━━━ INFORMATION PROVIDED ━━━
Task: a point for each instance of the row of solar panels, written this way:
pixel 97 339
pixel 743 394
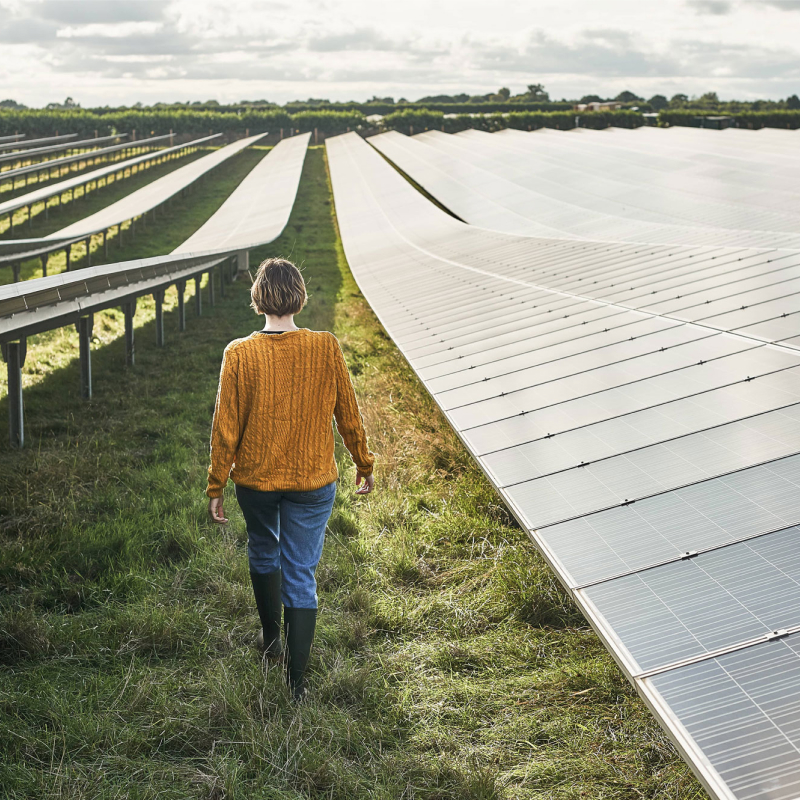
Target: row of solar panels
pixel 132 205
pixel 638 408
pixel 254 214
pixel 603 186
pixel 44 193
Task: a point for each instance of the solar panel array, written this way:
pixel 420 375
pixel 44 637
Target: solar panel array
pixel 132 205
pixel 37 153
pixel 44 192
pixel 44 303
pixel 637 406
pixel 592 185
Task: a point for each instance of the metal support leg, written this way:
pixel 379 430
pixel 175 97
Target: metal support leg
pixel 242 261
pixel 158 296
pixel 130 350
pixel 181 287
pixel 14 356
pixel 85 325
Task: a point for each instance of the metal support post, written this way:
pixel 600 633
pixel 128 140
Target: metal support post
pixel 242 261
pixel 14 356
pixel 181 287
pixel 84 326
pixel 130 350
pixel 158 296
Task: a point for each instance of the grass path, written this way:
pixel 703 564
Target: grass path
pixel 448 662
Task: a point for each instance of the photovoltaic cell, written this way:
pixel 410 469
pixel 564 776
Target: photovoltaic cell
pixel 743 711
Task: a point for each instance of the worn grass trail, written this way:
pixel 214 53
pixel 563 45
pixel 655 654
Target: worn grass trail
pixel 448 662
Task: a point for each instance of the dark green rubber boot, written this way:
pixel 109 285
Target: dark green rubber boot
pixel 298 628
pixel 267 591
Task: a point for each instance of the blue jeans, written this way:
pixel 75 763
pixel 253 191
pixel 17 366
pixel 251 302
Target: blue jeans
pixel 286 531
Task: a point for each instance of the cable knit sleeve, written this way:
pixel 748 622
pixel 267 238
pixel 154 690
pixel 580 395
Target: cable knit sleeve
pixel 225 430
pixel 348 418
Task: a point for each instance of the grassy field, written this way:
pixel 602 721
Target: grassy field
pixel 448 661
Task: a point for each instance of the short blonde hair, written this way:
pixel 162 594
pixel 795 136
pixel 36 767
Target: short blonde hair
pixel 279 288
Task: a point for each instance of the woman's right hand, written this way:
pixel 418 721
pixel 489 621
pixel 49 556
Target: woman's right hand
pixel 369 482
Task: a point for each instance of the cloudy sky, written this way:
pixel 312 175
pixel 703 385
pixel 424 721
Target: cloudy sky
pixel 112 52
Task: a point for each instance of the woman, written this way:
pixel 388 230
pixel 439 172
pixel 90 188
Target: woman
pixel 279 390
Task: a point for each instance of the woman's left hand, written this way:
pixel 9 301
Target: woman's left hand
pixel 368 483
pixel 215 511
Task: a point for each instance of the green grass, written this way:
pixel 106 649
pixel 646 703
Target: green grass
pixel 448 661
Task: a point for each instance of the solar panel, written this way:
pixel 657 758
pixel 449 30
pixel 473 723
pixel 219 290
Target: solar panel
pixel 742 714
pixel 623 401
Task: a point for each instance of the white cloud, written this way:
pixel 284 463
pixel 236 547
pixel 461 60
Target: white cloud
pixel 120 51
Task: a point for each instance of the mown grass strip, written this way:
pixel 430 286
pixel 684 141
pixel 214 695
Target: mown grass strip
pixel 448 662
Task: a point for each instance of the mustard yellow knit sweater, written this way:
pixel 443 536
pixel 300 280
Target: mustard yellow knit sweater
pixel 277 397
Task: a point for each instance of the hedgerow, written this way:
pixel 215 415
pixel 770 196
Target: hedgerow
pixel 414 121
pixel 149 122
pixel 776 118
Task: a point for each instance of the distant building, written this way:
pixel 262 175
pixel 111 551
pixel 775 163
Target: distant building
pixel 612 105
pixel 718 123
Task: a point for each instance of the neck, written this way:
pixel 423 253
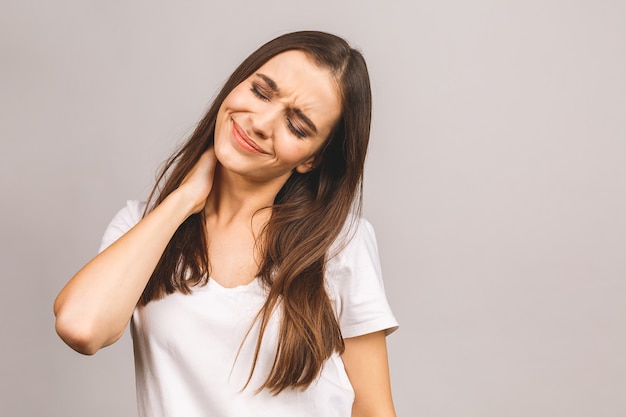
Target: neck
pixel 234 197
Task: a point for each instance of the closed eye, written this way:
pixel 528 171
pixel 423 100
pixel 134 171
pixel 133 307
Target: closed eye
pixel 258 91
pixel 299 133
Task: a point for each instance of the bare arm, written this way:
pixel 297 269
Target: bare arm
pixel 94 307
pixel 365 360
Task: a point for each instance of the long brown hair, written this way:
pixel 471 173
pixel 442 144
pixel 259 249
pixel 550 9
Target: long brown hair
pixel 307 216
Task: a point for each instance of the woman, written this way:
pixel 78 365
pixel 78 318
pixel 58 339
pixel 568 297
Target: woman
pixel 253 285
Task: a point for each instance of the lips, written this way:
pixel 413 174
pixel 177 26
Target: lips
pixel 244 141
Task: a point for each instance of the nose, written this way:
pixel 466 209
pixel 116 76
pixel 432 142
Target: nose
pixel 263 122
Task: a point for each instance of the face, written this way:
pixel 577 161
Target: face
pixel 277 120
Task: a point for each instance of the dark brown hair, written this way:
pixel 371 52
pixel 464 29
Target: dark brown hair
pixel 308 215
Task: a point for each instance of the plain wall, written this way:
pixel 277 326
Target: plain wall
pixel 496 182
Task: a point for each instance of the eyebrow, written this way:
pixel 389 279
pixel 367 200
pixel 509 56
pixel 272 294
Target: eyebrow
pixel 274 87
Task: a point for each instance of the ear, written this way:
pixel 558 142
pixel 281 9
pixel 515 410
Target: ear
pixel 309 165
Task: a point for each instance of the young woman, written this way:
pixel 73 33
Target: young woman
pixel 252 285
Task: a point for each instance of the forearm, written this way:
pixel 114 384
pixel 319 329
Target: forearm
pixel 93 309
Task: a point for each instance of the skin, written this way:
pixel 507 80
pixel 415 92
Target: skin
pixel 263 134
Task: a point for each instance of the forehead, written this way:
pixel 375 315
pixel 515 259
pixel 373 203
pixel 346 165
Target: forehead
pixel 303 84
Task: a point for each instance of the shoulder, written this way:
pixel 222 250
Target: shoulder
pixel 357 239
pixel 355 281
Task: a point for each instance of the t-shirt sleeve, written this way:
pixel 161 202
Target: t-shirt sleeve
pixel 122 222
pixel 356 287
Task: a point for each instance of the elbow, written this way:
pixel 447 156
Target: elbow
pixel 76 333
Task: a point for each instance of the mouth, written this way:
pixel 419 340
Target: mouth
pixel 244 141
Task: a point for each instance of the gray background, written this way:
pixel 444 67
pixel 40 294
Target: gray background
pixel 496 182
━━━
◆ **WHAT THE TASK ASKS**:
Here the job is to set down exactly the lines of the material above that fall between the one with "Task: a point for each instance of the solar panel, written" and the one with "pixel 461 60", inclusive, and nothing beyond them.

◆ **ANSWER FOR THIS EXERCISE**:
Task: a point for each instance of the solar panel, written this way:
pixel 657 758
pixel 449 30
pixel 473 723
pixel 219 290
Target: solar panel
pixel 742 714
pixel 623 401
Task: a point for each instance of the white cloud, written this way:
pixel 284 463
pixel 236 547
pixel 461 60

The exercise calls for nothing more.